» **What is needed**
Only the lines running from the line with "Phrase: man's smiling face" to the end of the records below belong in the answer, each copied exactly.

» **Supplied records**
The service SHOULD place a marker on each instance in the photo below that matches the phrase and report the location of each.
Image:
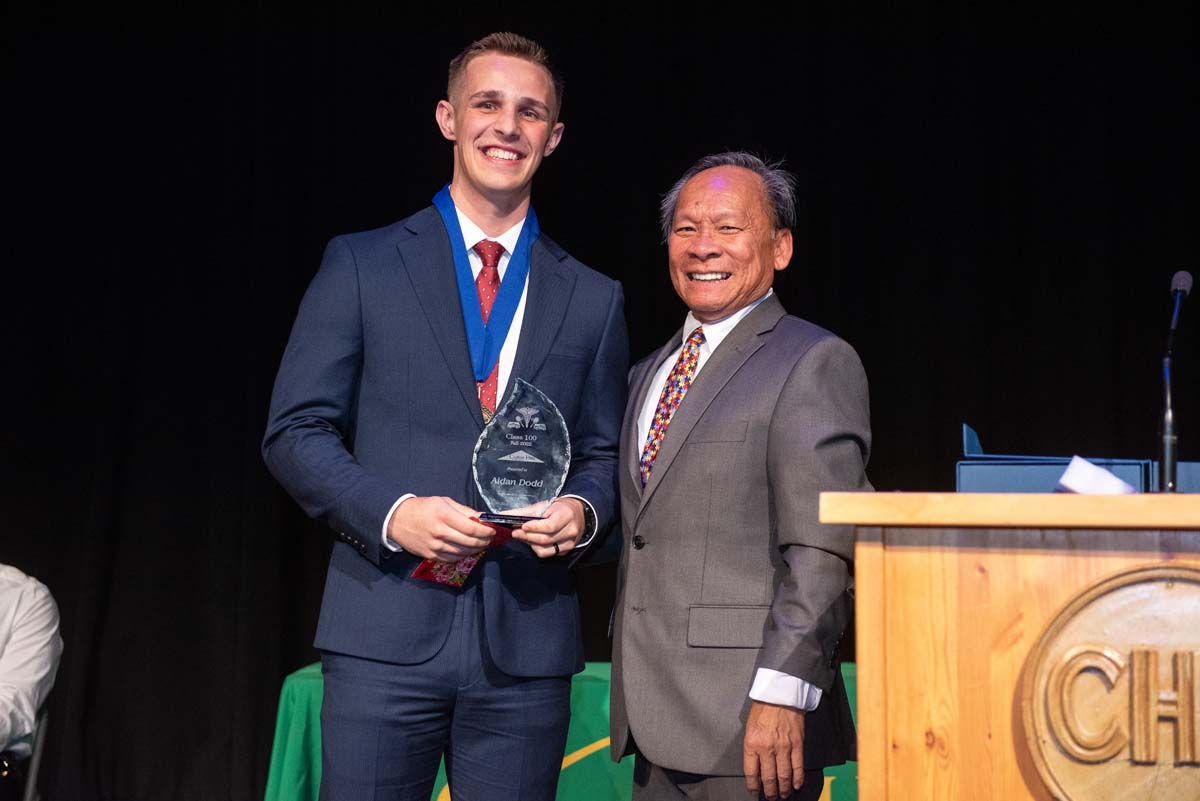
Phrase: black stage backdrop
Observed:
(993, 205)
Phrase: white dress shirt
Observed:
(769, 686)
(471, 236)
(30, 648)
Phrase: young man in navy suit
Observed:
(382, 392)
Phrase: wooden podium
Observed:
(1026, 646)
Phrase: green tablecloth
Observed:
(588, 774)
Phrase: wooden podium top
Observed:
(1013, 510)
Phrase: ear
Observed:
(556, 136)
(783, 248)
(444, 115)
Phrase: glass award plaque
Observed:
(520, 459)
(522, 456)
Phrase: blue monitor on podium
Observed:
(994, 473)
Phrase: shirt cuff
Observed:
(774, 687)
(389, 543)
(589, 522)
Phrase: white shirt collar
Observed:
(473, 233)
(717, 331)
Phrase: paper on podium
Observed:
(1086, 479)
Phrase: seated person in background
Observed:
(30, 648)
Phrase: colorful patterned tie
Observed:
(487, 284)
(672, 395)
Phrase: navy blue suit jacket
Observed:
(376, 397)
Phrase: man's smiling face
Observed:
(723, 248)
(503, 124)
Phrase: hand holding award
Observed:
(521, 458)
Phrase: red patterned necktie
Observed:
(676, 386)
(487, 284)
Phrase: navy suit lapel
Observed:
(733, 351)
(546, 300)
(430, 265)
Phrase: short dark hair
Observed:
(508, 44)
(778, 187)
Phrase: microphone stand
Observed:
(1169, 455)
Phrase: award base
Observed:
(456, 573)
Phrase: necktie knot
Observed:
(490, 252)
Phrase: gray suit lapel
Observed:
(546, 301)
(430, 265)
(733, 351)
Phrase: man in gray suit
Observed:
(732, 597)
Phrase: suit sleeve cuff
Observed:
(589, 522)
(774, 687)
(387, 521)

» **Your solution**
Phrase: man's smiling face
Observed:
(723, 248)
(503, 124)
Phrase: hand holding award
Observed:
(521, 458)
Phrase: red patterned necktie
Observed:
(676, 386)
(487, 284)
Phrase: navy suit lapel
Observed:
(733, 351)
(546, 300)
(430, 265)
Phrase: short dark hair
Observed:
(508, 44)
(778, 187)
Phrase: microphone stand
Observed:
(1169, 455)
Phrase: award base
Observed:
(456, 573)
Phrase: necktie knot
Observed:
(490, 252)
Phrase: gray suit lapel
Observed:
(546, 301)
(430, 265)
(733, 351)
Phrase: man in gray suit
Observed:
(732, 597)
Phrase: suit sleeve cuff
Observed:
(589, 522)
(774, 687)
(387, 521)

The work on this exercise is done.